╭──

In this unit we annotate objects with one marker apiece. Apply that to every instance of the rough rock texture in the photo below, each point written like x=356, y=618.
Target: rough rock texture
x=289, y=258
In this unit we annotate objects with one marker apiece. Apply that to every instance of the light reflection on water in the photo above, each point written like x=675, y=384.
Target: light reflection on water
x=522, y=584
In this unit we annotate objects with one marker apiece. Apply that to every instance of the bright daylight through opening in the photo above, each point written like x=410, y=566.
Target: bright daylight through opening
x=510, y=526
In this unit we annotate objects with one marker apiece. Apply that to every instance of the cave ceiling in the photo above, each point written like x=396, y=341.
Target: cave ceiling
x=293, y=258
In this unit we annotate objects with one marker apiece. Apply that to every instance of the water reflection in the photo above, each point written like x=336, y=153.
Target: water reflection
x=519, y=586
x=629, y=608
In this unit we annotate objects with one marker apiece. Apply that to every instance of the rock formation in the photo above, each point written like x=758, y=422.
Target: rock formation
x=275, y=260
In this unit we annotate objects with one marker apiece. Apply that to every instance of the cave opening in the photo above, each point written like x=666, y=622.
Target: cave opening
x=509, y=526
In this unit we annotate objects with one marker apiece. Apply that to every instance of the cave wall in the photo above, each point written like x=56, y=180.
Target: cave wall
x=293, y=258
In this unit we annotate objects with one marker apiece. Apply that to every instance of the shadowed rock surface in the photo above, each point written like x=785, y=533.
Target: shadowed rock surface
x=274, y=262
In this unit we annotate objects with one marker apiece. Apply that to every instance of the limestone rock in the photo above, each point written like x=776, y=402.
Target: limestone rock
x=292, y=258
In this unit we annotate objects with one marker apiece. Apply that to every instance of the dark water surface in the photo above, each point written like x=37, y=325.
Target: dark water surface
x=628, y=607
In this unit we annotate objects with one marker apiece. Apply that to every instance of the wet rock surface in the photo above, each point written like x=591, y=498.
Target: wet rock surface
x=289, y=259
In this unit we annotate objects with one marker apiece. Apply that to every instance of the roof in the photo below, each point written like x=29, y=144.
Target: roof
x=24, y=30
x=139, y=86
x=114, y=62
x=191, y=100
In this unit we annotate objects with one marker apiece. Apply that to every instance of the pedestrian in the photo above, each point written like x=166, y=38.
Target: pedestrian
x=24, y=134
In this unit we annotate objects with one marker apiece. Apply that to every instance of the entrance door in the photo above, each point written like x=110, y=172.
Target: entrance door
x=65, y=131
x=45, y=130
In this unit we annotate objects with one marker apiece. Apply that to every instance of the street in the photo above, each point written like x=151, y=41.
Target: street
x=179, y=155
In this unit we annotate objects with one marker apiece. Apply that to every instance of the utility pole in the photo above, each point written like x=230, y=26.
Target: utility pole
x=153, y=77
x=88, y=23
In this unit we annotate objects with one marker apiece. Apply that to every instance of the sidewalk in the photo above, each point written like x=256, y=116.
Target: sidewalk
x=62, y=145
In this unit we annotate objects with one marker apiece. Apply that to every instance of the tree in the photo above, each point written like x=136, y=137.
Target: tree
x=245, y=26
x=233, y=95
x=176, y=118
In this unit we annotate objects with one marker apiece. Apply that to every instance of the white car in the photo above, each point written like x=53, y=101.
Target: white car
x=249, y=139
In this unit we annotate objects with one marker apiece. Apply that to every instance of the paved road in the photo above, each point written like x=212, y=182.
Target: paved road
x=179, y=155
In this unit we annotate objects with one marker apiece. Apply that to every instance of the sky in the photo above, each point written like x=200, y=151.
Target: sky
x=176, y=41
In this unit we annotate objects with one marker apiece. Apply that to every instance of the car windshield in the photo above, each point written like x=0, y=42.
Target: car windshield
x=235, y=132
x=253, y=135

╰──

Do this → Lay out all of the records above as a two-column CSV with the header instruction,points and one row per record, holding its text and its answer. Put each value in double quotes and replace any line breaks inside a value with spaces.

Full solution →
instruction,points
"In this unit we annotate objects with one marker apiece. Apply that to every instance of the rough rock texture in the photo below, each point written like x=356, y=618. Target: rough rock texture","x=289, y=258"
"In this unit we annotate objects with one marker apiece. Apply that to every instance of the light reflection on water in the photo above, each point written like x=675, y=384. Target: light reflection on water","x=522, y=584"
"In this unit we annotate objects with one marker apiece. Apply that to every instance of the bright daylight through opening in the photo above, each point written like x=410, y=566. Target: bright daylight through opening","x=510, y=526"
"In this unit we annotate objects with one marker apiece. Apply that to every instance of the cave ceiling in the photo above, each point written like x=396, y=341. Target: cave ceiling","x=293, y=258"
"In this unit we annotate objects with one marker apiece. Apply that to every instance of the water reflection in the photo above, each point written like x=336, y=153. Target: water reflection","x=519, y=586 x=629, y=608"
"In this unit we annotate objects with one marker apiece. Apply that to every instance of the rock formation in the photo above, each point written like x=758, y=422. Target: rock formation","x=275, y=260"
"In this unit we annotate objects with one marker apiece. Apply that to every instance of the cave opening in the photo above, each point written like x=666, y=622. Target: cave opening","x=509, y=526"
"In this unit we annotate objects with one marker apiece. Apply that to every instance of the cave wall in the photo above, each point written like x=56, y=180. Target: cave wall","x=293, y=258"
"In this unit we annotate objects with one marker apiece. Apply that to every instance of the shadowed rock surface in the photo above, each point written like x=785, y=533. Target: shadowed rock surface","x=274, y=262"
"In this unit we annotate objects with one marker apiece. Apply that to every instance of the limestone rock in the photo above, each point written like x=776, y=402. Target: limestone rock","x=292, y=258"
"In this unit we annotate objects with one marker apiece. Apply that to every instance of the dark water surface in the photo above, each point written like x=37, y=325. Target: dark water surface","x=628, y=607"
"In this unit we annotate objects with one marker apiece. Apply that to every instance of the wet rock surface in the photo above, each point written like x=591, y=498. Target: wet rock surface","x=289, y=259"
"In this unit we annotate objects with one marker apiece. Apply that to every instance of the roof in the photo below, each point written like x=29, y=144. Target: roof","x=24, y=30 x=139, y=86 x=114, y=62 x=191, y=100"
"In this unit we annotate objects with one marker apiece. Apply that to every instance of the pedestrian in the photo above, each point written like x=166, y=38. Target: pedestrian","x=24, y=134"
"In this unit we annotate objects with one marker apiece. Apply that to every instance of the entrance door in the photo above, each point written like x=110, y=172. Target: entrance door","x=65, y=131 x=45, y=130"
"In this unit we annotate objects with one marker apiece. Apply that to every instance of the street in the photo above, each point written like x=151, y=41. Target: street","x=179, y=155"
"In this unit we annotate objects with one marker apiece. Apply that to every instance of the utility pole in the photo above, each point written like x=230, y=26. Target: utility pole","x=153, y=77 x=88, y=23"
"In this unit we annotate objects with one marker apiece. Apply that to every instance of the sidewalk in the photo above, each point written like x=256, y=116. Target: sidewalk","x=62, y=145"
"In this unit we annotate objects with one marker apiece. Apply that to every instance of the tree in the photo above, each point written like x=136, y=137. Target: tree","x=245, y=26 x=233, y=95 x=176, y=118"
"In this unit we annotate objects with one marker apiece. Apply that to every instance of the white car in the photo above, each point written like x=53, y=101. Target: white car","x=249, y=139"
"In this unit we annotate objects with one marker apiece. Apply that to every instance of the paved road in the photo above, each point written like x=212, y=182. Target: paved road","x=179, y=155"
"In this unit we annotate objects with one marker apiece. Apply that to every instance of the sky in the photo above, each point written like x=200, y=151. Target: sky","x=176, y=41"
"In this unit we annotate objects with one marker apiece. Apply that to every instance of the car windshield in the photo above, each point written like x=0, y=42. Target: car windshield","x=235, y=132 x=253, y=135"